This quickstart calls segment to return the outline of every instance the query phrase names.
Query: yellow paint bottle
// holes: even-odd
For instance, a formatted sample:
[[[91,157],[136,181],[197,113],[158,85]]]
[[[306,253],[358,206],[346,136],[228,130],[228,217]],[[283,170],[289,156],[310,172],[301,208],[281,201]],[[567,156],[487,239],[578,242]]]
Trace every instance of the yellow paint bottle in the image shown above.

◆ TASK BRIEF ◆
Please set down the whole listing above without altering a single line.

◆ EXERCISE RESPONSE ◆
This quickstart calls segment to return the outline of every instance the query phrase names.
Query: yellow paint bottle
// holes: even-odd
For instance, a formatted sample:
[[[91,157],[136,181],[197,113],[158,85]]]
[[[306,253],[358,206],[346,136],[228,130],[228,217]],[[283,170],[289,156],[310,172],[301,208],[281,201]],[[567,156],[487,239],[578,242]]]
Trace every instance of the yellow paint bottle in the image shown above.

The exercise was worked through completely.